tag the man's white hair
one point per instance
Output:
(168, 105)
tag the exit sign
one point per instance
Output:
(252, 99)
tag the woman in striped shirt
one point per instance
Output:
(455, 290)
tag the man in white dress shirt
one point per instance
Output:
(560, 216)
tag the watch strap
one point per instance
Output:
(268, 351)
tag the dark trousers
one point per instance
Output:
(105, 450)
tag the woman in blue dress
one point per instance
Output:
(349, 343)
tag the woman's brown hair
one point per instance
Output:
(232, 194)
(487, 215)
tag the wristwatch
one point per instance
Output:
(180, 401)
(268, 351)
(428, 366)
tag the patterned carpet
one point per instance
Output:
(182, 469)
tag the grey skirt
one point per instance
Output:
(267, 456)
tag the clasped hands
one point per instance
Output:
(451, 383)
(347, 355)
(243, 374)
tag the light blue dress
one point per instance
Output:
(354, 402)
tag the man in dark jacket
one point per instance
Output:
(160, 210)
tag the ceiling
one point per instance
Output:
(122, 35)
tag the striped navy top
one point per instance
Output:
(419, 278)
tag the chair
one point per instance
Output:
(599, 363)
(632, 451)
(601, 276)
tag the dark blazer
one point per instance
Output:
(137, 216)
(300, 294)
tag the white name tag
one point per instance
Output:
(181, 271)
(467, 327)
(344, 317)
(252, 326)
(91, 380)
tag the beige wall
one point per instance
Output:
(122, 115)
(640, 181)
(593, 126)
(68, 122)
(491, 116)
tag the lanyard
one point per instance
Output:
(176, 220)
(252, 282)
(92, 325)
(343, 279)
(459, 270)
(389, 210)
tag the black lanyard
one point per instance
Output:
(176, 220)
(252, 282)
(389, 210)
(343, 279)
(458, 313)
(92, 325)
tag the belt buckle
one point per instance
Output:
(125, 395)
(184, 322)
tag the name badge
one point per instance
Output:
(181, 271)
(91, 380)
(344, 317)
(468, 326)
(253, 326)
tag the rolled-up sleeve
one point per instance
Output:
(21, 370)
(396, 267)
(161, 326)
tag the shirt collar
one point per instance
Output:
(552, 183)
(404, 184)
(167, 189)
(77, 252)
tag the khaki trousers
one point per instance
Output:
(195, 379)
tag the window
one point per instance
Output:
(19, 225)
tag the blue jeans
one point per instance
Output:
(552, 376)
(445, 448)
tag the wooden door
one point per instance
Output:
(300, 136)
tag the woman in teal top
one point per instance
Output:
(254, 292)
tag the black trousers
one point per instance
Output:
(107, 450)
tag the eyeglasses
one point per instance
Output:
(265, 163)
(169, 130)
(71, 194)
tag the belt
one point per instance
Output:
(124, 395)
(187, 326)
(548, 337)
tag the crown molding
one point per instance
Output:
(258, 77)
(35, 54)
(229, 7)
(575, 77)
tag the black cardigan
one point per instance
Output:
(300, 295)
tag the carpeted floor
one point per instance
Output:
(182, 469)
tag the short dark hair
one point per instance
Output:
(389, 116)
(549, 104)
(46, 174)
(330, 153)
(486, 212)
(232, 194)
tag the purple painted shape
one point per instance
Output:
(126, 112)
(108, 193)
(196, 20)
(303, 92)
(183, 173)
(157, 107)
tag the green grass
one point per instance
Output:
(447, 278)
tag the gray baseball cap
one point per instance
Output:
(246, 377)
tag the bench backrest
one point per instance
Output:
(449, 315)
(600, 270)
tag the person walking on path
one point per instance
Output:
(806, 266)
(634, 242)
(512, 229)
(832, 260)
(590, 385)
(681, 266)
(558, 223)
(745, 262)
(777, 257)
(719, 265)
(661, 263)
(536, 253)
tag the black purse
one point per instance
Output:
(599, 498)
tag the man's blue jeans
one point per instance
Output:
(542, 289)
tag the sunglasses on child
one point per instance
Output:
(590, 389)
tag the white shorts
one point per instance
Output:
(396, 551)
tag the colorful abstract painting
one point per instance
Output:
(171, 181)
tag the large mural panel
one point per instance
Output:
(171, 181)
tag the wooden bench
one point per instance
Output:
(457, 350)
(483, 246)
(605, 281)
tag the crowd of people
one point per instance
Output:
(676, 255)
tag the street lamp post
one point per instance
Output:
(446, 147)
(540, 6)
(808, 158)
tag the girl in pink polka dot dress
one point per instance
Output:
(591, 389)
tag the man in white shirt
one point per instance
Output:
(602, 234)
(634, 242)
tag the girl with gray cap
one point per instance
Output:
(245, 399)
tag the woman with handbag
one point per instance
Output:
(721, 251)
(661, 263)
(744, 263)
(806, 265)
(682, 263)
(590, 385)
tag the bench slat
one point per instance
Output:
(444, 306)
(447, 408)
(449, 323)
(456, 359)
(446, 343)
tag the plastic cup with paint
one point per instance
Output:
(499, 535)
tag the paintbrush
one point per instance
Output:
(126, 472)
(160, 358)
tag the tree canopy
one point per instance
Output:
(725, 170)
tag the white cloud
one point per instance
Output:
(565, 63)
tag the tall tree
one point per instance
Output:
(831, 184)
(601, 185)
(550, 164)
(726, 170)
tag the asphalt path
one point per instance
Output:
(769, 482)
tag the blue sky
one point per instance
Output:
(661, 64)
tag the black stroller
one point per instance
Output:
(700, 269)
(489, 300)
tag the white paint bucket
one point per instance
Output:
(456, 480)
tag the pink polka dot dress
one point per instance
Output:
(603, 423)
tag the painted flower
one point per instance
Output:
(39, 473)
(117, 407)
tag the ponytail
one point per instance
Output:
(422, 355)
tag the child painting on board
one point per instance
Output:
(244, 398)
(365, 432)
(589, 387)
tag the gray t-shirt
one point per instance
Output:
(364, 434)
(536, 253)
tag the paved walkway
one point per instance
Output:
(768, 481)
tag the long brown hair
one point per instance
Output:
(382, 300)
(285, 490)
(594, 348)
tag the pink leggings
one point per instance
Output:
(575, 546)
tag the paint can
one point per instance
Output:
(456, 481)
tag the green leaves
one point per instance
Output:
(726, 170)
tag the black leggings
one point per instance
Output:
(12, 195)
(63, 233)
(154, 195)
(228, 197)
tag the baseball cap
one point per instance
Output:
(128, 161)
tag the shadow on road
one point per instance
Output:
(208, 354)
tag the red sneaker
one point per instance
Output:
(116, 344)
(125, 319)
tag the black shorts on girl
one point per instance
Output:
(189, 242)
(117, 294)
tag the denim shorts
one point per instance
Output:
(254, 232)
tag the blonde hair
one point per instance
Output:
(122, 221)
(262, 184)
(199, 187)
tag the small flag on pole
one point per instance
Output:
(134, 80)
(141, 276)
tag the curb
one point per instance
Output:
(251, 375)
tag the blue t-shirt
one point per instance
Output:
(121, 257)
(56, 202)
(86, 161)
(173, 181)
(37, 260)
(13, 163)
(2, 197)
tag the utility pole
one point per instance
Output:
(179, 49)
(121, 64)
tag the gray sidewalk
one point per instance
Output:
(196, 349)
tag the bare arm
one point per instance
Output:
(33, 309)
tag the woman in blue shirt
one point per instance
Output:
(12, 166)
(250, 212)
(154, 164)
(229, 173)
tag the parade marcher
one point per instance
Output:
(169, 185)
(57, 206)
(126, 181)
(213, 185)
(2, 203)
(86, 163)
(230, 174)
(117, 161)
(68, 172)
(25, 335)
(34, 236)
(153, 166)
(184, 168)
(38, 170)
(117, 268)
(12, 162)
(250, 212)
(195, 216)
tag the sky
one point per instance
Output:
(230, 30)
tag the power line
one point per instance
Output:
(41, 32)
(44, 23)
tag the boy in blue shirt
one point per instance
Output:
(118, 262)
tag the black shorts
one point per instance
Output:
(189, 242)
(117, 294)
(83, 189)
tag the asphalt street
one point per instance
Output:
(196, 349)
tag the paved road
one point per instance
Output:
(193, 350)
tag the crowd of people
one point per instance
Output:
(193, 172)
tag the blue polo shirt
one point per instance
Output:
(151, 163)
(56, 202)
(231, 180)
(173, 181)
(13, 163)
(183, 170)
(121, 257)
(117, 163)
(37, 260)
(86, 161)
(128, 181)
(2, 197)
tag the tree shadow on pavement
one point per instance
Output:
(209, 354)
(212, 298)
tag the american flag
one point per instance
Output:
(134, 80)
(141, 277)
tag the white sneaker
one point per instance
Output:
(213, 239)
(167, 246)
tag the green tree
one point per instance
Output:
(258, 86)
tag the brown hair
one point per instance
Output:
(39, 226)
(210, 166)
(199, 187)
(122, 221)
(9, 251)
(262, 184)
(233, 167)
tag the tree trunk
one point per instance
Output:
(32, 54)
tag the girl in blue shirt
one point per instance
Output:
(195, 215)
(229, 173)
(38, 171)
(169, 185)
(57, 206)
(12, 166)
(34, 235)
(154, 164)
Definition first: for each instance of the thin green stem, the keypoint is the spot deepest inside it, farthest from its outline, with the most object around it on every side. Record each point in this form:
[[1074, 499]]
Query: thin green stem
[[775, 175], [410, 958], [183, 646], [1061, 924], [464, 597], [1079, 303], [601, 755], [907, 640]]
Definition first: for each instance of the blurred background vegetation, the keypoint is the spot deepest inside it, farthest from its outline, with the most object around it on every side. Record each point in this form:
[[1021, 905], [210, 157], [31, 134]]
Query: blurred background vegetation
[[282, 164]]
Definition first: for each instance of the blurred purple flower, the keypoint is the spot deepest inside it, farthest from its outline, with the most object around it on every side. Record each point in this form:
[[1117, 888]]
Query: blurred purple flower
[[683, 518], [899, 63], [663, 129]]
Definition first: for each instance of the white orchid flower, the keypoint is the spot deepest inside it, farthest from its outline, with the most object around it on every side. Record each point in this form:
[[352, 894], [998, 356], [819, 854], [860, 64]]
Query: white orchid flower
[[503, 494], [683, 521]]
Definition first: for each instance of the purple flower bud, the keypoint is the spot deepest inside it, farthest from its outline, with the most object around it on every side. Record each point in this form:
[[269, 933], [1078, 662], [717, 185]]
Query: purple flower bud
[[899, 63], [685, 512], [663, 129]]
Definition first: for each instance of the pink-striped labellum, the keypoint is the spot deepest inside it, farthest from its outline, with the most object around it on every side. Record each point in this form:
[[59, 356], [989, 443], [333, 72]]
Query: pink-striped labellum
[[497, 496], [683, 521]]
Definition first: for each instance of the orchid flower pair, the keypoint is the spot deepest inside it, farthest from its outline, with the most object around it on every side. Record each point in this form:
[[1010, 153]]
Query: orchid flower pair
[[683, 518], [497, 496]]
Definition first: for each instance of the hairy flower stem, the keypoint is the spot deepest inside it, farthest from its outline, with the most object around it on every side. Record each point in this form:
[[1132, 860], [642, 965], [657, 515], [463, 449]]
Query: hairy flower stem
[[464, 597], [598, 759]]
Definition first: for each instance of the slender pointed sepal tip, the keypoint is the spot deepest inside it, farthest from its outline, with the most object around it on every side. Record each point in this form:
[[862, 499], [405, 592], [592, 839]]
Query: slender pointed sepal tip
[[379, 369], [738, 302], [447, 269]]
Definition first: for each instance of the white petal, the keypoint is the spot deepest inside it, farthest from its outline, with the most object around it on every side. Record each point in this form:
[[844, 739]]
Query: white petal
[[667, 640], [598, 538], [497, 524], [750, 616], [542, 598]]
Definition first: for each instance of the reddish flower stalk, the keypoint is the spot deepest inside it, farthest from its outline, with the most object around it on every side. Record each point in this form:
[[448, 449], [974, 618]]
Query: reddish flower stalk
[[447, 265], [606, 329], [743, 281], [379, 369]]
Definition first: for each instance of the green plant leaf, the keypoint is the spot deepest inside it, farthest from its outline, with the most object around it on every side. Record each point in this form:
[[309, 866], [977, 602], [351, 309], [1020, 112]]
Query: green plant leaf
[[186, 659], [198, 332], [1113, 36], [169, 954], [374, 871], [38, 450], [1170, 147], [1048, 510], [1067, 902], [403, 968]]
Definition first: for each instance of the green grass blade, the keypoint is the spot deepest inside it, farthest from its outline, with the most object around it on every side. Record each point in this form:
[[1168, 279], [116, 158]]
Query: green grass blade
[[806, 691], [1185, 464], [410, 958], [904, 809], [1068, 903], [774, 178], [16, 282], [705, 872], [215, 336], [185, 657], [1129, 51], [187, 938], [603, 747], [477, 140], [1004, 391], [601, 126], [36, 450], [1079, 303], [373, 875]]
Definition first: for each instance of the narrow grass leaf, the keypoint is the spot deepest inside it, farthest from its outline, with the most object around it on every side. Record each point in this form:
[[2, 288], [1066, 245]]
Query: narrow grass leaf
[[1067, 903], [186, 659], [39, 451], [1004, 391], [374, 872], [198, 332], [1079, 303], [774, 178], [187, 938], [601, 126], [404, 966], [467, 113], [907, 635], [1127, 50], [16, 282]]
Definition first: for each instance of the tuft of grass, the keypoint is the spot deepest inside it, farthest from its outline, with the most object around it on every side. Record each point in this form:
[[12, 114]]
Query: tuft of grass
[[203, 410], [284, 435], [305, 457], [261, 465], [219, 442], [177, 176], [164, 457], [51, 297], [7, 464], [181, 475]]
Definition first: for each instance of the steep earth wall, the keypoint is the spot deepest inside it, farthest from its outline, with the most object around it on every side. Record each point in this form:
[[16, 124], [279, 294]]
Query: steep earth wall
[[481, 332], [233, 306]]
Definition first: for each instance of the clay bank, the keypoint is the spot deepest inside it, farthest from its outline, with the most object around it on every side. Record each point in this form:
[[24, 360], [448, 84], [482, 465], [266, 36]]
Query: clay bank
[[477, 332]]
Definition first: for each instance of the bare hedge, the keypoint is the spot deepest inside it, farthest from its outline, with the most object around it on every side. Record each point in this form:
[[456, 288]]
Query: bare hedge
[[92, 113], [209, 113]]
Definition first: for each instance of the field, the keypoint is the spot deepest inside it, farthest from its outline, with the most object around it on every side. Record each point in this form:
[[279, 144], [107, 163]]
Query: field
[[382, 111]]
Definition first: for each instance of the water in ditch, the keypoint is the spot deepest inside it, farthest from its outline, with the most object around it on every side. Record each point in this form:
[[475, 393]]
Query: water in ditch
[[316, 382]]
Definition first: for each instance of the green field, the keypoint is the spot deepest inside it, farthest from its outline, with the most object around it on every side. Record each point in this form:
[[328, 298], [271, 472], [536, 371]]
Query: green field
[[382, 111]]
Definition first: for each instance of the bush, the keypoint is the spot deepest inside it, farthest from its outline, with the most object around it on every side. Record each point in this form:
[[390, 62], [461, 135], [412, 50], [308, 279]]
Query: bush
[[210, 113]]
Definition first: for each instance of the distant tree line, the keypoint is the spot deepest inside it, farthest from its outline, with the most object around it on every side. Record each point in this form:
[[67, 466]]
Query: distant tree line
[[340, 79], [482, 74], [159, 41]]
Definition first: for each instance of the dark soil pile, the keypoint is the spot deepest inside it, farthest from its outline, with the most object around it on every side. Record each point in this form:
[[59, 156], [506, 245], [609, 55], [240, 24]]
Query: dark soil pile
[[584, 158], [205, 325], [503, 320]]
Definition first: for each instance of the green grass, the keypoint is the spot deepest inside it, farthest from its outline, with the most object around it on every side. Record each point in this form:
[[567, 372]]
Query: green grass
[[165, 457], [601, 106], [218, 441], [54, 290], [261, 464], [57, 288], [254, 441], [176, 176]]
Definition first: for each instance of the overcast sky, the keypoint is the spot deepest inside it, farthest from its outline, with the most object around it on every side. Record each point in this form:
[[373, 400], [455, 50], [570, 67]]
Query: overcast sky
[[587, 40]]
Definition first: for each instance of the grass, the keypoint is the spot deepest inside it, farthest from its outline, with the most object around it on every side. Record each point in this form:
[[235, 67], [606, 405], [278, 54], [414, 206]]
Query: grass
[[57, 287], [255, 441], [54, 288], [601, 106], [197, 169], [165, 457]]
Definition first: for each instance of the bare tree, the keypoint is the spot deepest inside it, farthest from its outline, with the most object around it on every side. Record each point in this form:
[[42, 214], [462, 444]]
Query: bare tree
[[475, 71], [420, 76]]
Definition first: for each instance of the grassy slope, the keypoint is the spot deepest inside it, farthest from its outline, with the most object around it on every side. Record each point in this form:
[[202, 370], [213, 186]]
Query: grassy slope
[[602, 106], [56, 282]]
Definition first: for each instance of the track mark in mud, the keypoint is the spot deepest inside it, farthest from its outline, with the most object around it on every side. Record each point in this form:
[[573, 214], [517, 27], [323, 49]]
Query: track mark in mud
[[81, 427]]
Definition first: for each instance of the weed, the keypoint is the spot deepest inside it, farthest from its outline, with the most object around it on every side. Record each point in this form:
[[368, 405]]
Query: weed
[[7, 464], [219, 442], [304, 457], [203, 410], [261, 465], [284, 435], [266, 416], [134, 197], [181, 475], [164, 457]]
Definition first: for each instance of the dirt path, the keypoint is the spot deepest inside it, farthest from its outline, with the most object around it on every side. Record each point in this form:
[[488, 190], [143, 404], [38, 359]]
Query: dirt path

# # # #

WHAT YOU NEED TO DO:
Print only what lies in the material above starting at the line with "[[448, 449], [974, 618]]" and ending at the line with "[[309, 866], [977, 602], [351, 309], [1020, 112]]", every line exactly as given.

REPLY:
[[448, 449], [974, 618]]
Query: reddish flower stalk
[[447, 265], [606, 329], [743, 281], [379, 369]]
Definition first: for each instance of the green plant leaf, the keypoint is the spot deepest inside it, farthest from its outline, with the most object around it on every side. Record each point in this form:
[[309, 866], [977, 602], [351, 309], [1020, 112]]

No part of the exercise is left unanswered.